TO DO
Rewrite the records with "Place a marker" substituted for every occurrence of "Drop a point", keeping all other text identical. Leave out the pictures.

Excerpts of pointing data:
• • •

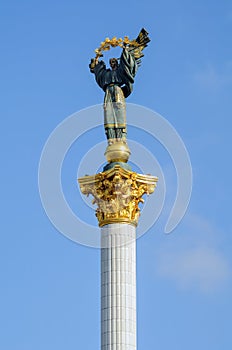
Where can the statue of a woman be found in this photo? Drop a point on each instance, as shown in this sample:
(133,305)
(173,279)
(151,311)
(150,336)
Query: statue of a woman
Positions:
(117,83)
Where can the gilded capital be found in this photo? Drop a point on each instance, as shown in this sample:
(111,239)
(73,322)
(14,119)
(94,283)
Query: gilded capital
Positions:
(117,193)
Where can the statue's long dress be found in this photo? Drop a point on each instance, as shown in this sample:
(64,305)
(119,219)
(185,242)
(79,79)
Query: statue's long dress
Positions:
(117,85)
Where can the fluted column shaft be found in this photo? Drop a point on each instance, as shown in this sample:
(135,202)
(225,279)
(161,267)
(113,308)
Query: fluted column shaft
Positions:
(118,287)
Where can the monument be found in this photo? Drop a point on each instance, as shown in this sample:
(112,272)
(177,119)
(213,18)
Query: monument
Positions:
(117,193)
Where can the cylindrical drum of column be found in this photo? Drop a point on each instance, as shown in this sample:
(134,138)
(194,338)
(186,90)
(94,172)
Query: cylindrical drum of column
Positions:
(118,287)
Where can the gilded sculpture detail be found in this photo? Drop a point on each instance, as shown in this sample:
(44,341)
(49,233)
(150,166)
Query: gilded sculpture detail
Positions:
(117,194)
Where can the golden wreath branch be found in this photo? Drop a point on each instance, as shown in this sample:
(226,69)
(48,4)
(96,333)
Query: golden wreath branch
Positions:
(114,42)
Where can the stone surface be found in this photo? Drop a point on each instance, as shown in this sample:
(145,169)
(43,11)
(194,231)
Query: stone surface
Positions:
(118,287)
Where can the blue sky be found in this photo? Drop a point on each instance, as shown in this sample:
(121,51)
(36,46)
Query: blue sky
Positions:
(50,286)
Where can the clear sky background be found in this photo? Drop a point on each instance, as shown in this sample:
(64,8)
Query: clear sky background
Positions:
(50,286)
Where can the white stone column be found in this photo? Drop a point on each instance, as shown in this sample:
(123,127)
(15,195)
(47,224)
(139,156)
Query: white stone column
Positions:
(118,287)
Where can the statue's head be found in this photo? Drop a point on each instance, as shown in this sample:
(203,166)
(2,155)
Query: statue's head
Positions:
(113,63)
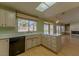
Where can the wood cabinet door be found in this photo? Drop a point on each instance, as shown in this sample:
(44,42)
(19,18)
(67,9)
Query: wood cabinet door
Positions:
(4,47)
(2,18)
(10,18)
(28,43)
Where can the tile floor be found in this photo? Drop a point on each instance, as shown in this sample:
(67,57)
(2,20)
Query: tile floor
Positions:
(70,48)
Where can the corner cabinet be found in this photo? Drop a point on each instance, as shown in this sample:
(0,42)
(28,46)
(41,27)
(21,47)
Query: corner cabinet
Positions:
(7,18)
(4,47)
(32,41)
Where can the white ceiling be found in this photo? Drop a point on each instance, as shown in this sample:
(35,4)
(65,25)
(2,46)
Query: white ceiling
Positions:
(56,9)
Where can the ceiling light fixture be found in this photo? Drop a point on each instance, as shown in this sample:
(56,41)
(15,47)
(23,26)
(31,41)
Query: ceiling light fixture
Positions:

• • •

FULL OUTPUT
Where can the statue of a woman be found in this photo? Place a marker on each instance, as shown in this sample:
(133,305)
(173,279)
(151,311)
(150,336)
Query: statue of a woman
Positions:
(117,83)
Where can the gilded capital be found in this photo? Place a marker on each instance, as shown in this sample:
(111,239)
(73,322)
(14,119)
(94,283)
Query: gilded capital
Positions:
(117,193)
Where can the statue's long dress be found in this photo? Place a marker on each instance, as shown in this sample:
(64,305)
(119,219)
(185,242)
(79,79)
Query: statue's long dress
Positions:
(117,85)
Where can the fluted column shaft be found in this photo? Place a marker on each instance, as shown in this sample:
(135,202)
(225,279)
(161,267)
(113,308)
Query: fluted column shaft
Positions:
(118,287)
Where can the monument be found in this photo? Place a marker on each instance, as shown in this sample:
(112,272)
(177,119)
(213,18)
Query: monument
Positions:
(117,193)
Where can the cylindrical drum of column be found in this photo? Place a marker on each instance, as shown in this sample:
(134,138)
(194,338)
(186,90)
(94,172)
Query: cylindrical drum of column
Positions:
(118,287)
Where can the gilded sculpture detail be found in this photo? Place a marker on each instance, as shown in this sample:
(44,341)
(49,233)
(150,166)
Query: gilded sculpture detail
Positions:
(117,194)
Where can the golden wreath branch be found in this photo? Place a marker on each instance, as shown in this sample:
(226,69)
(48,4)
(96,333)
Query: golden wreath branch
Positions:
(114,42)
Where can the stone surface be found in this photo? Place a marker on each instance, as shown in this sample:
(145,169)
(43,11)
(194,231)
Query: stone surface
Positions:
(118,287)
Where can the blue sky be found in this photo? Place a marker on each instance, as shown in this sample:
(121,51)
(36,46)
Query: blue sky
Positions:
(50,286)
Where can the clear sky background be found in this photo? Place a marker on each instance, as shown in this sample:
(64,8)
Query: clear sky background
Positions:
(50,286)
Where can the white stone column be found in this photo? Place a marker on each instance, as shown in this sample:
(123,127)
(15,195)
(47,224)
(139,156)
Query: white stone column
Positions:
(118,287)
Where can the statue's head be found in this photo? Place a marker on each instance, as shown in this sample:
(203,166)
(2,155)
Query: statue's head
Positions:
(113,63)
Where can the wood cabinet door be found in this photo? Place a marker on each instance, as shown in this sample:
(44,42)
(19,18)
(67,9)
Query: wood cabinet door
Positions:
(4,47)
(2,18)
(10,18)
(28,43)
Where can the tile floor be found in this photo? Place a marker on each instance, as shown in this sample:
(67,57)
(2,20)
Query: tile floor
Positions:
(70,48)
Where can the corner cabinet be found in this photo? Place a marker on each instance, as shown in this sample:
(0,42)
(28,46)
(41,27)
(21,47)
Query: corner cabinet
Positions:
(7,18)
(4,47)
(32,41)
Where can the white ceiling be found in this photo? Place a marker on each instance, as shown in this sample:
(35,4)
(65,25)
(2,46)
Query: white ceiling
Positions:
(56,9)
Where can the ceiling light fixture be found in this photo? Place a marker on each instance, as shown in this sample:
(56,41)
(15,47)
(23,26)
(31,41)
Query: ceiling light fixture
Positions:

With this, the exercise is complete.